**SOURCE EXTRACT**.
Tucked away on a side road off from the weekday chaos of Fleet Street is St. Bride’s Church, a Christopher Wren design finished in 1703. Outside are a few City workers quietly eating sandwiches on benches next to the gravestones. We didn’t know about the church until it got a mention on the Sweeney Todd Audiowalk tour – its spire the inspiration for the first tiered wedding cake.

© Katherine Conlon
St. Bride’s Church © Katherine Conlon
St. Bride's Church © Katherine Conlon
St. Bride’s Church © Katherine Conlon

Travel Darkly, along with a group of journalism students from the University of South Carolina, joined a Tuesday afternoon tour led by one of the church’s vicars.

The tour © Katherine Conlon
The tour © Katherine Conlon

St. Bride’s location on Fleet Street gives it a strong connection to the printing industry; it’s also known as the Journalists’ Church and one of the earliest printing presses was brought there in 1500. In the church’s north east corner there’s a hostage altar, where vigils were originally held for John McCarthy who was kidnapped and held in Beirut between 1986 and 1991. It’s now a memorial for all the journalists who have died whilst reporting in war zones. Marie Colvin, American journalist for The Sunday Times, read at St. Bride’s 2010 memorial for the press in the Iraq conflict, and was killed whilst reporting in Syria just over a year later.

**CHALLENGES**.
[A] Retype the portion of the St. Bride's Church passage starting at "Travel Darkly, along" and ending at "the church’s vicars.", with no changes.
[B] Extend the passage about St. Bride's Church beyond its final sentence, picking up directly from the point at which it ends.

**RECORDED INFORMATION**.

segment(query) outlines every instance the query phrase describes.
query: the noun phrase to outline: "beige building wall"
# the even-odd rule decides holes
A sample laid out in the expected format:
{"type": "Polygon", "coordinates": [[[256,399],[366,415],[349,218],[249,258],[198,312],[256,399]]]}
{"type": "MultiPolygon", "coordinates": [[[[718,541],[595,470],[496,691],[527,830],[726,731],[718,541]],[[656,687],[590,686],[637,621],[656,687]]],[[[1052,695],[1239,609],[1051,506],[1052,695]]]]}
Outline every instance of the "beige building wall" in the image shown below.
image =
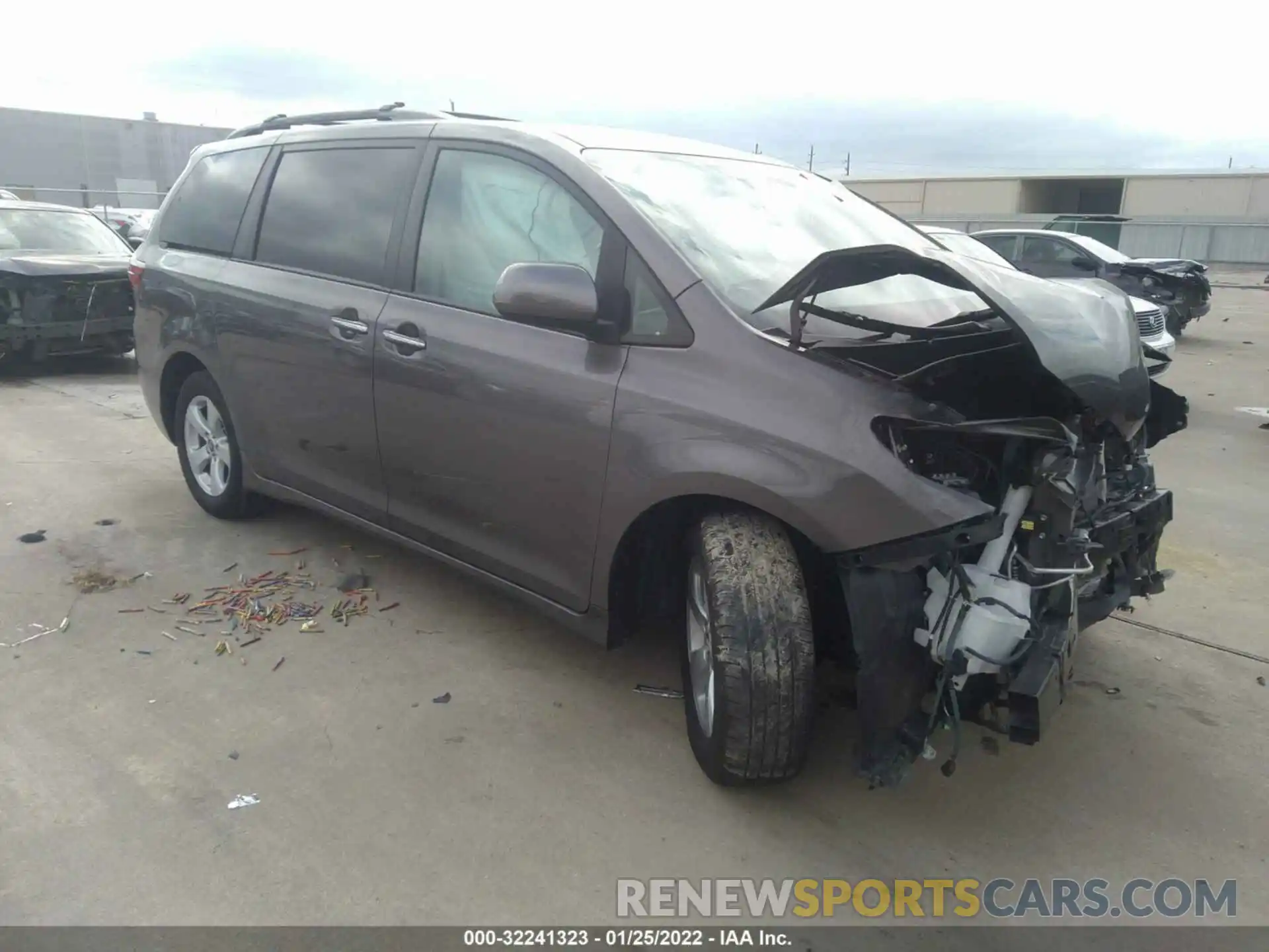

**RESULTS OF THE EXERCISE**.
[A]
Travel Darkly, along with a group of journalism students from the University of South Carolina, joined a Tuesday afternoon tour led by one of the church’s vicars.

[B]
The Hostage Altar © Katherine Conlon
The Hostage Altar © Katherine Conlon

St. Bride’s was heavily bombed during the Blitz, and as a result the church floor was destroyed revealing the crypt beneath it for the first time in a hundred years. Downstairs there’s an exhibition about the excavation of the site, a Roman pavement, a medieval chapel (now a journalist memorial space) and a 19th-century iron coffin, created to deter body snatchers.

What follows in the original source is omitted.